**Task**.
Where does the word "door" appear in the data? Copy every line that holds it.
Segment Open
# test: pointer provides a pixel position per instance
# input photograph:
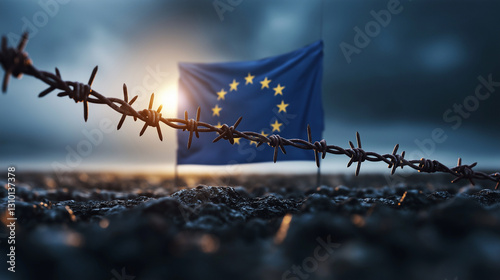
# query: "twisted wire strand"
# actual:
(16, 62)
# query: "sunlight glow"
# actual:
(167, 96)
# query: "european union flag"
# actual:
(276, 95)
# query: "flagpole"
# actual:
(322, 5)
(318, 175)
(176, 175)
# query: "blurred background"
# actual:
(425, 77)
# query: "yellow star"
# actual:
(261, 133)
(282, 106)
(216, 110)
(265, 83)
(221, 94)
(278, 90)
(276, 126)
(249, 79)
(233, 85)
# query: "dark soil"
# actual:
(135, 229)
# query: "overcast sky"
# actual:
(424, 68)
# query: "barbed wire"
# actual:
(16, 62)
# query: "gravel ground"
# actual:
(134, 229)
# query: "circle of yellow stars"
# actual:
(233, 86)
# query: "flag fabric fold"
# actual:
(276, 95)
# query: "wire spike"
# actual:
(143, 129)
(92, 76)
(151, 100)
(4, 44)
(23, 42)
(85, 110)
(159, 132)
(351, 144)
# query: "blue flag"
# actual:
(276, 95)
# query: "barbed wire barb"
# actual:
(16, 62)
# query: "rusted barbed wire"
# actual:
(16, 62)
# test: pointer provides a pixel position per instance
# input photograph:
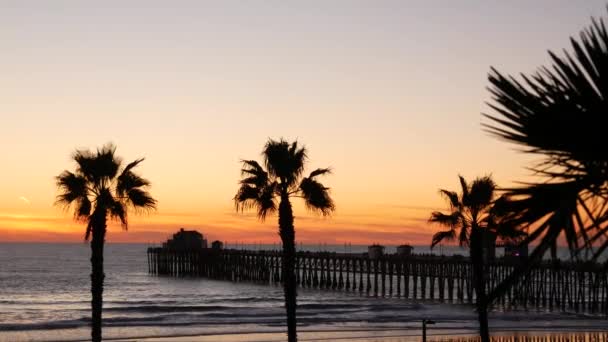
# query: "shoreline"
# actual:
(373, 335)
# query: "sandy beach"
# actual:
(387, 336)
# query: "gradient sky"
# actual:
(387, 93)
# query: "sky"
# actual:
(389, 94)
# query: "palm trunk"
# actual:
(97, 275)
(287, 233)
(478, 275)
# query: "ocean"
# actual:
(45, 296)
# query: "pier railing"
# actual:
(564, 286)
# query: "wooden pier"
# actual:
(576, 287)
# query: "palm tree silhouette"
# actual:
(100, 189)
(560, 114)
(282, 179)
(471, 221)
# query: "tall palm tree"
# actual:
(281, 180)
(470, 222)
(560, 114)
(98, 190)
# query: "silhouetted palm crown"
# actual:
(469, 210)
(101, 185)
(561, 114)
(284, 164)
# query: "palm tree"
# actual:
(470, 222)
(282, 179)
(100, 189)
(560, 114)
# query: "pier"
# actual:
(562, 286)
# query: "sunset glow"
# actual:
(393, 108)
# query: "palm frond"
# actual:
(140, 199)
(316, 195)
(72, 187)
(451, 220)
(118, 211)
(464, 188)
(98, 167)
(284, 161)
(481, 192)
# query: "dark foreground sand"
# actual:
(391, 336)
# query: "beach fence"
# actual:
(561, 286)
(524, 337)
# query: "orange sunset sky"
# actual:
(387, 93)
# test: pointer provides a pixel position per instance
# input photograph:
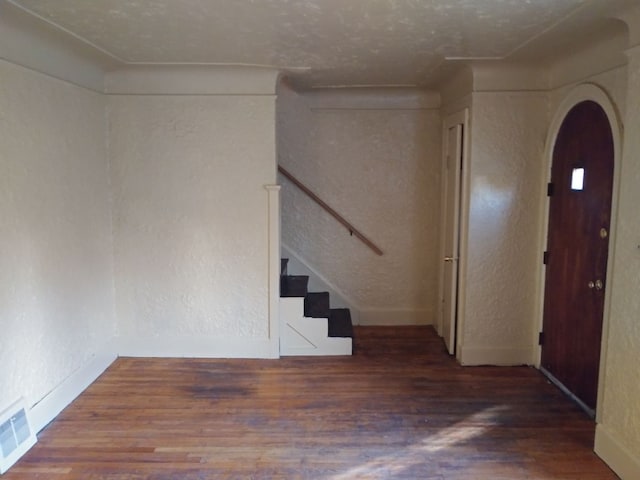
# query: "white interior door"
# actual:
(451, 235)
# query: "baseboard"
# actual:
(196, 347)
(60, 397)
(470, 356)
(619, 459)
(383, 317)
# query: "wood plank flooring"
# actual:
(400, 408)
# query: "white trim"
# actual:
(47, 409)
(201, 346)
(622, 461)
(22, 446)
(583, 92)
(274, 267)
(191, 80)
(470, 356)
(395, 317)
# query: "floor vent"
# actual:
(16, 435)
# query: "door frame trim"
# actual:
Segment Closed
**Answer box**.
# query: "white interior door"
# query: "door frame trim"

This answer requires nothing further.